# GTH2548



## Kevin E (Feb 12, 2020)

Hello, I have a husqurvana GTH2548 I’m having a very hard time trying to find a rear bagger that fits any suggestion. I already tried the one Lowe’s has as well.


----------



## pogobill (Jan 31, 2012)

Welcome Kevin. Atlas makes one for a 42-46" mower deck. Is the unit you have from Lowes too small for your 48" deck, or not just not picking up grass cuttings? Do you have high lift blades on your deck?


----------



## HarveyW (Sep 15, 2014)

Other people have had similar experiences. I would contact Husqvarna at 1 (800) 487-5951 or here: https://www.husqvarna.com/us/support/contact/ 

Here's another possibility for you to think about.... I mounted a mulching kit (and gator blades) on my John Deere zero turn mower and it works quite well. Grass cuttings disappear. Leaves get ground into small pieces, and completely disappear after a few cuttings.


----------



## Kevin E (Feb 12, 2020)

pogobill said:


> Welcome Kevin. Atlas makes one for a 42-46" mower deck. Is the unit you have from Lowes too small for your 48" deck, or not just not picking up grass cuttings? Do you have high lift blades on your deck?

DATA SHOWN:
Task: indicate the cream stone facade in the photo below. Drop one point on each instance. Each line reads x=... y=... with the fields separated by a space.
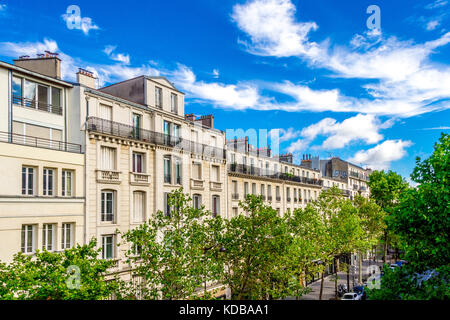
x=42 y=188
x=81 y=163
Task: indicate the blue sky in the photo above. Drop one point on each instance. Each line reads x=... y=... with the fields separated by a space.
x=311 y=69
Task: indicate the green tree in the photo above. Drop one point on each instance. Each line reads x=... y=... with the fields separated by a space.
x=256 y=258
x=173 y=255
x=386 y=189
x=75 y=273
x=421 y=220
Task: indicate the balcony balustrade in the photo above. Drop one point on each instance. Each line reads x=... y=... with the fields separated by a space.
x=108 y=176
x=125 y=131
x=245 y=169
x=139 y=178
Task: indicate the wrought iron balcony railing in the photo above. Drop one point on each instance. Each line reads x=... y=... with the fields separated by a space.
x=245 y=169
x=38 y=105
x=39 y=142
x=126 y=131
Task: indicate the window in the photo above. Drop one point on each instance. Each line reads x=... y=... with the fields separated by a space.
x=158 y=97
x=178 y=171
x=29 y=93
x=48 y=182
x=28 y=180
x=138 y=162
x=107 y=206
x=56 y=97
x=215 y=206
x=48 y=237
x=197 y=171
x=108 y=158
x=67 y=183
x=174 y=103
x=17 y=90
x=105 y=112
x=167 y=170
x=215 y=173
x=28 y=238
x=197 y=201
x=66 y=236
x=108 y=247
x=136 y=126
x=167 y=207
x=139 y=206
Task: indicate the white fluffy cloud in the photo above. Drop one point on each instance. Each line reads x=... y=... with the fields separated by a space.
x=272 y=28
x=119 y=57
x=380 y=156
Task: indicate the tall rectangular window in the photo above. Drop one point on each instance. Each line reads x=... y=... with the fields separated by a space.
x=139 y=206
x=138 y=162
x=167 y=170
x=108 y=158
x=66 y=236
x=197 y=171
x=28 y=180
x=215 y=173
x=158 y=97
x=48 y=237
x=48 y=182
x=67 y=183
x=215 y=206
x=107 y=206
x=197 y=201
x=108 y=247
x=17 y=90
x=174 y=103
x=136 y=126
x=28 y=238
x=178 y=171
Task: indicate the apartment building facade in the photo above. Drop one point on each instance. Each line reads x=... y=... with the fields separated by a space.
x=81 y=162
x=281 y=183
x=42 y=189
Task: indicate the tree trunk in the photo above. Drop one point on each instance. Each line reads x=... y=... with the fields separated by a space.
x=321 y=287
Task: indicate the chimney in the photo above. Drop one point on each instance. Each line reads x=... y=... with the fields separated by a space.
x=190 y=117
x=207 y=121
x=86 y=78
x=47 y=64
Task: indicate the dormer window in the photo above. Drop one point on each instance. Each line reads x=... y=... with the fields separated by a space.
x=174 y=103
x=158 y=97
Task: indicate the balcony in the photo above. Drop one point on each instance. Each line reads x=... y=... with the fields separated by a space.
x=39 y=142
x=117 y=129
x=250 y=170
x=108 y=176
x=197 y=184
x=38 y=105
x=139 y=179
x=215 y=186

TASK REQUIREMENTS: Extend the thread about finding a rear bagger for the GTH2548 mower, starting right after its last line.

ANSWER TO THIS TASK:
Yes the back piece that mounted behind the seat, the configuration didn’t add up.

Thanks for your help I did call a local lawn company and they was able to find the bag for me and now I’m getting ready to order off amazon. Thanks again !!


----------



## Groo (Jan 17, 2020)

My house came with a rider that had a non matching bagger added on. They aren't all that complex.


----------



## Kevin E (Feb 12, 2020)

Groo said:


> My house came with a rider that had a non matching bagger added on. They aren't all that complex.



Ok thanks I already found the bagger see via last comment.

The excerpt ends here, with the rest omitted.